*GIVEN EXERCISE*
Extend the passage on cross-validating Prophet forecasts, starting right after the last statement in its code.
[BEGIN PASSAGE SHOWN]
Now let's properly evaluate Prophet predictive strenght using cross-validation (CV). It is always tricky to cross-validate a time series. Here I used the following strategy: a model is fit on the data since the day 0 till the day $X_k$, then the model is evaluated on the data from the day $X_k$ till the day $X_{k+1}$. The plot below shows CV SMAPE evaluated on quaterly CV folds, ranging from 2015 Q1 to 2017 Q4.

While in-sample SMAPE is quite stable, out-of-sample SMAPE varies quite a lot: it ranges from 11 to 18. Unfortunately, the worst performace is always in the first quarter of the year - and evaluation period for the submission is 2018 Q1.

In [None]:
prophet_cv = pd.read_csv('../input/sales-prophet-cv-2017/cv_prophet_yk.csv', index_col=[0,1,2,3])
display(prophet_cv.head(3))
print('N rows = ', prophet_cv.shape[0])

In [None]:
def show_cv_sampe_agg(data_cv):
    cv_error = data_cv.groupby(['cv_fold', 'sample']).apply(smape_df)
    display(pd.DataFrame(cv_error).T)
    source_index = cv_error[:, 'oos'].index
    source_in = ColumnDataSource(data=pd.DataFrame(cv_error[:, 'in'],
                                                   index=source_index,
                                                   columns=['smape']))
[END PASSAGE SHOWN]
[BEGIN MATERIAL SUPPLIED]
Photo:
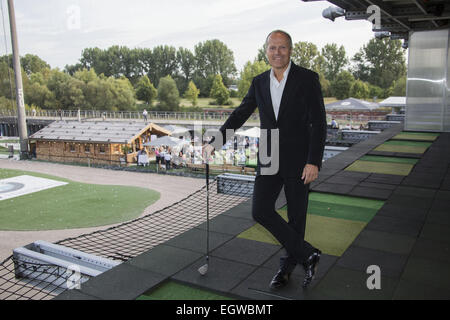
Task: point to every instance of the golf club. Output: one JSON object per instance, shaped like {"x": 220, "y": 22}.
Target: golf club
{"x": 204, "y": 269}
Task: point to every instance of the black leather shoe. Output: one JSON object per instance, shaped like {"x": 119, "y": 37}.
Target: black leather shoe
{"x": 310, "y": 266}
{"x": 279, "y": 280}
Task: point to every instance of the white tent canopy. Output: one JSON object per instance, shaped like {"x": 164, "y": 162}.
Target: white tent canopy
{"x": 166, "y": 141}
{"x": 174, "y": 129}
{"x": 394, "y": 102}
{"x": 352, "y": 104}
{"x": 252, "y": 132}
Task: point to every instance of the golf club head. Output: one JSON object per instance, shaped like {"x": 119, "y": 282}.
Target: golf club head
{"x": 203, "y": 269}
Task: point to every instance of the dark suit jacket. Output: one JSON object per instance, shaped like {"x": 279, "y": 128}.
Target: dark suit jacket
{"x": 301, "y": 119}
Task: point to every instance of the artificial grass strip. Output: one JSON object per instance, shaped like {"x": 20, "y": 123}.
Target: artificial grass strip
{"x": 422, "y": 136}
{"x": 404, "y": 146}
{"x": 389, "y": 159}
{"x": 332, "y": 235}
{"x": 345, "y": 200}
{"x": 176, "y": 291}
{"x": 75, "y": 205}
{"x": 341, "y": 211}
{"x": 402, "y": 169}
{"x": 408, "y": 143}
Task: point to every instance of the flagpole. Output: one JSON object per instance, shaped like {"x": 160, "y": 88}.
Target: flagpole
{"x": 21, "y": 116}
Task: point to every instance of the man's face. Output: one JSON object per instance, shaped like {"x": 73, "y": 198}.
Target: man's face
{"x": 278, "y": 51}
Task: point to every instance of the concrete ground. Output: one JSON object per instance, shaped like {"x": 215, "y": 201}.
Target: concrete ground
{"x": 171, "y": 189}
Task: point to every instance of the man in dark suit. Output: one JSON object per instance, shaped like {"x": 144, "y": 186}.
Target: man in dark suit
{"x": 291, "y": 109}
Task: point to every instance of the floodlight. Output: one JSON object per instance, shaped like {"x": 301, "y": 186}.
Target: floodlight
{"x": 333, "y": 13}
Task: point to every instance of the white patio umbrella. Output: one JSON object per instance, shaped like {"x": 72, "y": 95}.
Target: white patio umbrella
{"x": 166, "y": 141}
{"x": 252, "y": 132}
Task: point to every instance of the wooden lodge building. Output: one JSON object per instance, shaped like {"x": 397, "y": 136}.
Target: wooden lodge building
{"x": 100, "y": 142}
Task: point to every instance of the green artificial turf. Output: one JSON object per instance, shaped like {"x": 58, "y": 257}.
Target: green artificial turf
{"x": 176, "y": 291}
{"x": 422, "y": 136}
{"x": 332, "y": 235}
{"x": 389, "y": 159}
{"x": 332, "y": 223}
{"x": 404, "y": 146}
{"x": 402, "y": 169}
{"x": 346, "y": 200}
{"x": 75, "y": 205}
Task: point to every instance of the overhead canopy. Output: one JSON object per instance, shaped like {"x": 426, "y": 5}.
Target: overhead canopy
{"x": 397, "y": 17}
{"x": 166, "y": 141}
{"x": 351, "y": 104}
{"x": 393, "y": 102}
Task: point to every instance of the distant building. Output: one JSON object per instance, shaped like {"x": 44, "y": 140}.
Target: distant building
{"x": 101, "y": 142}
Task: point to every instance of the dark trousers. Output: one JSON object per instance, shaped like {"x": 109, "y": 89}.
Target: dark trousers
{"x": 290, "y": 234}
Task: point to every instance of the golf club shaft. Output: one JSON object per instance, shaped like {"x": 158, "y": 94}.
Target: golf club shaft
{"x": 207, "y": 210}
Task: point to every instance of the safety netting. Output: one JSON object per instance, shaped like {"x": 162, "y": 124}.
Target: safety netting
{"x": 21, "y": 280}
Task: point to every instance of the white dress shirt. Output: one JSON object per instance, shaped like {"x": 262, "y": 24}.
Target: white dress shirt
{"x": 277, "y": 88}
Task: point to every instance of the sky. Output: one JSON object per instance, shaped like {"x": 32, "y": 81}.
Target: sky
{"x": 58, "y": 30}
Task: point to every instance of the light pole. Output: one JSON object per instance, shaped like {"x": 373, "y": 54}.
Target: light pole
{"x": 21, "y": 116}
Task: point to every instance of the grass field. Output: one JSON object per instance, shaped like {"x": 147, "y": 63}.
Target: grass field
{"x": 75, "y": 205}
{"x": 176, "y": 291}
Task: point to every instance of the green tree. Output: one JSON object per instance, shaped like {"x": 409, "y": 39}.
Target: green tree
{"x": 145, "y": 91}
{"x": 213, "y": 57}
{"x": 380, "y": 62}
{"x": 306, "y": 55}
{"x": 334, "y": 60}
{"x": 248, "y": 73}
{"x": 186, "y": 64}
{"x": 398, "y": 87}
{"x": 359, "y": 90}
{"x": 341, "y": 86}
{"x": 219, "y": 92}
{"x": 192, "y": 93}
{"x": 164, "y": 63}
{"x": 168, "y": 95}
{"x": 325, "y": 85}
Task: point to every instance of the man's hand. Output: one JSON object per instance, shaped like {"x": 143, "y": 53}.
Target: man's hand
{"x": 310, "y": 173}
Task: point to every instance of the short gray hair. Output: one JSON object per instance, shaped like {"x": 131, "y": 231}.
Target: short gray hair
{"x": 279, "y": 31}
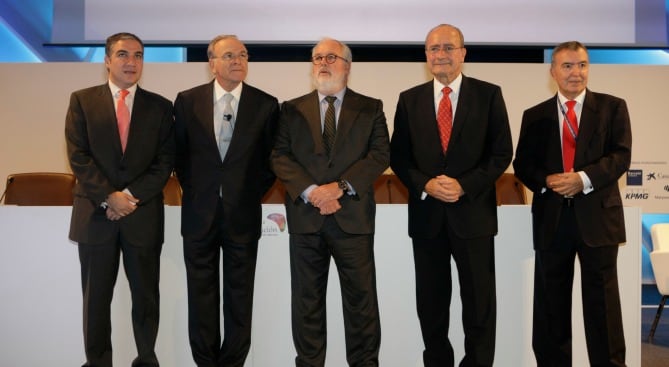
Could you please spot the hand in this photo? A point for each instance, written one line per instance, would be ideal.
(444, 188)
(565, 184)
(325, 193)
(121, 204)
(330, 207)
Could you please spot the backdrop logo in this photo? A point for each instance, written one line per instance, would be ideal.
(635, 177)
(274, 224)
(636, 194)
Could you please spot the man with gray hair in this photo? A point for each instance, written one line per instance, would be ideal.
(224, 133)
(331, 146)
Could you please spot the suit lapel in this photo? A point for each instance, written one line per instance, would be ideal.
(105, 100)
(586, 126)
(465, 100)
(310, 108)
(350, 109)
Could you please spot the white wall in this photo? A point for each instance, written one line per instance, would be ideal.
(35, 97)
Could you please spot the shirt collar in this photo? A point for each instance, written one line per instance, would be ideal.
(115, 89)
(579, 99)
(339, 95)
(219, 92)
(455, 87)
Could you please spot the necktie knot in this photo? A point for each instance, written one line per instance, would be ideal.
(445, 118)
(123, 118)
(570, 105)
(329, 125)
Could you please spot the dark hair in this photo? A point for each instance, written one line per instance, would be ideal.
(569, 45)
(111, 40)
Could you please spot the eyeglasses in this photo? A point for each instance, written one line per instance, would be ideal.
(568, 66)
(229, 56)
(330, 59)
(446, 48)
[END MATERIAL SUPPLIED]
[BEGIN MATERIAL SUPPLIED]
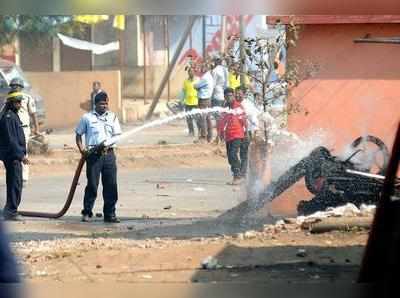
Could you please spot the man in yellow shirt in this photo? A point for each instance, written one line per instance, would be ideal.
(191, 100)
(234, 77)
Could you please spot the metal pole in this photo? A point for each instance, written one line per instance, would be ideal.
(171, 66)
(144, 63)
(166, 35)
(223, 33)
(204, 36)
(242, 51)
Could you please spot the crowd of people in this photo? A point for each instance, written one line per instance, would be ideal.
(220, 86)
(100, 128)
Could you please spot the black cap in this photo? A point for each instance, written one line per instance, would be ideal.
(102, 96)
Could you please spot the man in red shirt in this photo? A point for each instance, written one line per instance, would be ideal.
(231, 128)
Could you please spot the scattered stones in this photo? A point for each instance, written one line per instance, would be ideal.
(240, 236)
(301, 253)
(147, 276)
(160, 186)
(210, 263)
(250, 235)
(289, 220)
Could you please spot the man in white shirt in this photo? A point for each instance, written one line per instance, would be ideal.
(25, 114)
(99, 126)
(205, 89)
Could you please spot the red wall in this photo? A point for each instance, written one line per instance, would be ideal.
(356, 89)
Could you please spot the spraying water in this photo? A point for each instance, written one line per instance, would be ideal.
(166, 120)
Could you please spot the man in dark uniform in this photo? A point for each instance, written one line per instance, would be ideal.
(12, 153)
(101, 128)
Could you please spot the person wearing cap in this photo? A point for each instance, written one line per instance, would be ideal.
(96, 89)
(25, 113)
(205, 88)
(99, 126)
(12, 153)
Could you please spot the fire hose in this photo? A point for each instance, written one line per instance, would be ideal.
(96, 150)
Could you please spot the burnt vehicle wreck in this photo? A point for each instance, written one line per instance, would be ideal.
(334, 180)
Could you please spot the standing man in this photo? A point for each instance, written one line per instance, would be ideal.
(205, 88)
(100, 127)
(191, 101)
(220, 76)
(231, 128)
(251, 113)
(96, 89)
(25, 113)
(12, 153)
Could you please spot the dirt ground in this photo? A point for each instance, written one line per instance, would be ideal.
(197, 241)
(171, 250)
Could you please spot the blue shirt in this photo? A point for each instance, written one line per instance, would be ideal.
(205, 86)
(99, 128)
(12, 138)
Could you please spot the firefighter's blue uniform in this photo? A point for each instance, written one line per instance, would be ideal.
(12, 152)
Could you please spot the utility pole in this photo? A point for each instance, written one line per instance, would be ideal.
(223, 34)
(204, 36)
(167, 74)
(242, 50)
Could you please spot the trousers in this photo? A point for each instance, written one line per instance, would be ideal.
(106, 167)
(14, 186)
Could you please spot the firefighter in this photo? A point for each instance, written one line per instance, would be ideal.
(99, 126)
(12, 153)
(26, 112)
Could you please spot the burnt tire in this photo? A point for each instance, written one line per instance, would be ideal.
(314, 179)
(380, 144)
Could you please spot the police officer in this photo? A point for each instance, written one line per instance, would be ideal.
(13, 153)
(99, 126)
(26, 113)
[END MATERIAL SUPPLIED]
*TASK ANSWER*
    source_oos = ColumnDataSource(data=pd.DataFrame(cv_error[:, 'oos'], 
                                                   index=source_index,
                                                   columns=['smape']))
    p = figure(plot_width=750, plot_height=250, title="Prophet CV SMAPE", 
               x_range=source_index.values, tools="pan,wheel_zoom,reset")
    p.xaxis.major_label_orientation = -np.pi / 4
    l1 = p.circle(x='cv_fold', y='smape', source=source_in, legend='in-sample', size=7)
    l2 = p.circle(x='cv_fold', y='smape', source=source_oos, color='red', legend='out-of-sample', size=6)
    p.legend.click_policy="hide"
    p.add_tools(HoverTool(tooltips=[('smape', '@smape')], renderers=[l1, l2], mode='mouse'))
    bokeh.io.show(p)
    
show_cv_sampe_agg(prophet_cv)

If we take a closer look at one CV fold, we can see a clear monthly seasonal pattern for both in- and out-of-sample fit.

We saw that sales volatility is higher in winter - so worse in-sample fit in winter is to be expected. High monthly osciliations out-of-sample are more difficult to interpret. There a number of possible explanations: whether we could not fit monthly seasonality properly, or we overfit yearly seasonality, or our trend does not generalize well, or it is once again due to osciliations in volatility...
 
Overall, however, there are no obvious red flags.

In [None]:
def show_cv_smape_by_time(data_cv, cutoff_eval):
    df = pd.DataFrame({'smape_in': data_cv.query('cv_fold == @cutoff_eval & sample == "in"').groupby(['ds']).apply(smape_df),
                       'smape_oos': data_cv.query('cv_fold == @cutoff_eval & sample == "oos"').groupby(['ds']).apply(smape_df)
                       })
    df['smape_in_smooth'] = lowess(df.smape_in, range(df.shape[0]), frac=0.015, return_sorted=False)
    df['smape_oos_smooth'] = lowess(df.smape_oos, range(df.shape[0]), frac=0.15, return_sorted=False)
    df.index = pd.to_datetime(df.index)

    source = ColumnDataSource(df)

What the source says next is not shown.